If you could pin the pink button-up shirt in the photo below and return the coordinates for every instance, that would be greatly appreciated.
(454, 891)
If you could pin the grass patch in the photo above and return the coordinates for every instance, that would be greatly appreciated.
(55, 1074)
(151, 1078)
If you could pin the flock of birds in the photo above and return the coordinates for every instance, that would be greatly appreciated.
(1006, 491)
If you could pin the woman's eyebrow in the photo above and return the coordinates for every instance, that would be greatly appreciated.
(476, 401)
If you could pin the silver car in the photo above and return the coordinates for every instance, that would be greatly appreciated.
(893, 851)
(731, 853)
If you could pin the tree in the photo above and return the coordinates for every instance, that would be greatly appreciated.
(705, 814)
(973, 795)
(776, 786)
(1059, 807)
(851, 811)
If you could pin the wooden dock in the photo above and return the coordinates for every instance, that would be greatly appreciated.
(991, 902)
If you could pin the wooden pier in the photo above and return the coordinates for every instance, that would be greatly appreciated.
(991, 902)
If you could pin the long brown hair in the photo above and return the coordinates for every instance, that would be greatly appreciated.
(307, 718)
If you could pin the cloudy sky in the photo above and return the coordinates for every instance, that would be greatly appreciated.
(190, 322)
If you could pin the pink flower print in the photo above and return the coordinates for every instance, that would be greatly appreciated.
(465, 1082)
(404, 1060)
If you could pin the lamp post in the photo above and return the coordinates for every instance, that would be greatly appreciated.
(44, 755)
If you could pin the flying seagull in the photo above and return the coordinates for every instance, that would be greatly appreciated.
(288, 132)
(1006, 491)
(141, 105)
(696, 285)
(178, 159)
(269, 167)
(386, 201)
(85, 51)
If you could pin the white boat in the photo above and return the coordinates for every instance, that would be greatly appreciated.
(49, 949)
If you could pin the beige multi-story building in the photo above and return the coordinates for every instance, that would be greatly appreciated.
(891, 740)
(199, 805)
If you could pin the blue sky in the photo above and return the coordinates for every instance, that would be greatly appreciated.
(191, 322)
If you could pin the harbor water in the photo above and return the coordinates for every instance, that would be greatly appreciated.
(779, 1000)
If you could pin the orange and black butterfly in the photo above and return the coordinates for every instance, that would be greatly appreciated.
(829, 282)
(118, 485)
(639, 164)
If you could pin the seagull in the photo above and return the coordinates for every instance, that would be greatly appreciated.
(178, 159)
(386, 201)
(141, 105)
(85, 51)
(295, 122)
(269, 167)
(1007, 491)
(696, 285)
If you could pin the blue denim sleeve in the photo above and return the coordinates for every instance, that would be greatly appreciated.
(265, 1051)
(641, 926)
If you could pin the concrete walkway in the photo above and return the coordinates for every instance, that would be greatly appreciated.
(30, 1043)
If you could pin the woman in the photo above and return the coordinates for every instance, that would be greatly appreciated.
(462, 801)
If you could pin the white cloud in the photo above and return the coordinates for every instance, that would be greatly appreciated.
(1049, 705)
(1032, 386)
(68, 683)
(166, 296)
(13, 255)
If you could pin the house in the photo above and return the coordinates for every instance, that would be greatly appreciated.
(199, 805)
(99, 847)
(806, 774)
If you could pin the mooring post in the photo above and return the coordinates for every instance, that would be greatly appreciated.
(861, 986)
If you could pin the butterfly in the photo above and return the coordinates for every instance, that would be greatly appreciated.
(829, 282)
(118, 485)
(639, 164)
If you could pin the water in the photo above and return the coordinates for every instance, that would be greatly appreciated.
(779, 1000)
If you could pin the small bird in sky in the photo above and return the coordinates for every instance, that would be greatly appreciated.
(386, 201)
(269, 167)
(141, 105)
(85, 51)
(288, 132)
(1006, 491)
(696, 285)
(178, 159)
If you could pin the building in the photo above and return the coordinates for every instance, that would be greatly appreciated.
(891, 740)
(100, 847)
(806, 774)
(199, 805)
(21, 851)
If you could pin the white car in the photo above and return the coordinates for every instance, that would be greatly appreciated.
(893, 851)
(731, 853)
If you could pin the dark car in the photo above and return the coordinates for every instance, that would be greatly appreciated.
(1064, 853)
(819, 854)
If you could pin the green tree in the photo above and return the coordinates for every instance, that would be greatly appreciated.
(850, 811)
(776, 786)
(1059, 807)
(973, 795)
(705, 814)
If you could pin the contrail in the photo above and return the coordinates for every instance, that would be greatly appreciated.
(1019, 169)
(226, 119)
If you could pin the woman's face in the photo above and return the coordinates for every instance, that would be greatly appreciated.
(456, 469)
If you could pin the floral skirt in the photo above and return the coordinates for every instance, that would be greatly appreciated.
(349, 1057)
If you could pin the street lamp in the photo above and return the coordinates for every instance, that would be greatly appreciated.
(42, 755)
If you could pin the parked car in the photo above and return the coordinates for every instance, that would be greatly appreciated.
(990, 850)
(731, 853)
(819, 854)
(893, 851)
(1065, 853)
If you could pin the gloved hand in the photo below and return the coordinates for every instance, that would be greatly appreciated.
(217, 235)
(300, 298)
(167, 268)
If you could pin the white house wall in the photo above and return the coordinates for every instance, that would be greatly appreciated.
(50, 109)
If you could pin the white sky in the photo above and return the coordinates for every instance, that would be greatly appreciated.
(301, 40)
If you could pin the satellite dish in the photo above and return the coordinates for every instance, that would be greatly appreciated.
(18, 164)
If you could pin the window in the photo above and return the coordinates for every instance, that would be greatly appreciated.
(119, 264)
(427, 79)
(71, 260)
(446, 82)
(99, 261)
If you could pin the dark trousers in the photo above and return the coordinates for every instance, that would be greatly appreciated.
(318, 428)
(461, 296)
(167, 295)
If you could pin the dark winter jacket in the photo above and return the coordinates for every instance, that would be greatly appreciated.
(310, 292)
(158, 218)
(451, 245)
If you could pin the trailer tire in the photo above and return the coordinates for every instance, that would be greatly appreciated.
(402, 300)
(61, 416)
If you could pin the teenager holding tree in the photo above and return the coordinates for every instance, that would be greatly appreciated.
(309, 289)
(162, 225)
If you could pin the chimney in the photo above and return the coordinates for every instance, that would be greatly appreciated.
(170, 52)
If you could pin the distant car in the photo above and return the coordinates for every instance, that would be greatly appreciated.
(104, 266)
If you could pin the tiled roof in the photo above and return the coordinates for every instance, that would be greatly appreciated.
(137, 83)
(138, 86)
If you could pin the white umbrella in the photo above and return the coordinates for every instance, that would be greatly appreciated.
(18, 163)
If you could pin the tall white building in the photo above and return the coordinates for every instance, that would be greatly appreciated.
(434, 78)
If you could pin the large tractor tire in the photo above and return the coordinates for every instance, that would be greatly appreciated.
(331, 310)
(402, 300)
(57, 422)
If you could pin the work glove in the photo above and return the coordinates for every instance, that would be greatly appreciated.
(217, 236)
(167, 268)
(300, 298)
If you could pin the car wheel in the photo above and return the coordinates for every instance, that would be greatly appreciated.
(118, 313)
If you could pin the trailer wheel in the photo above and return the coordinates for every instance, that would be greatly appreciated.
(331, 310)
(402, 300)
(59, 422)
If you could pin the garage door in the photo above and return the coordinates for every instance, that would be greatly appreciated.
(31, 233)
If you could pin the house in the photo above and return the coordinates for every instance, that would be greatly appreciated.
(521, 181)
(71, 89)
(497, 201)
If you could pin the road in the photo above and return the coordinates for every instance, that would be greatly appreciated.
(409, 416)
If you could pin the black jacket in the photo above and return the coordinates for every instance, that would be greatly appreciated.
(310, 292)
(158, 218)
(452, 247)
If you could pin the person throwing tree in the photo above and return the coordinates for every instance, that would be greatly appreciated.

#####

Work to be completed: Rewrite the lines from the one containing "If you could pin the road" through the last line, requests included, adding 38 to every coordinate value in the answers.

Output for this exercise:
If you could pin the road in the photo above and return the coordinates for every instance, that would be greatly appreciated.
(447, 454)
If you could pin the black jacket in the photo above and return the coordinates for every instance, that would be greatly appreciated.
(348, 330)
(196, 256)
(490, 285)
If you could pin the person throwing tree in the photo above and return the coordinates for every instance, that would be greatly appreciated.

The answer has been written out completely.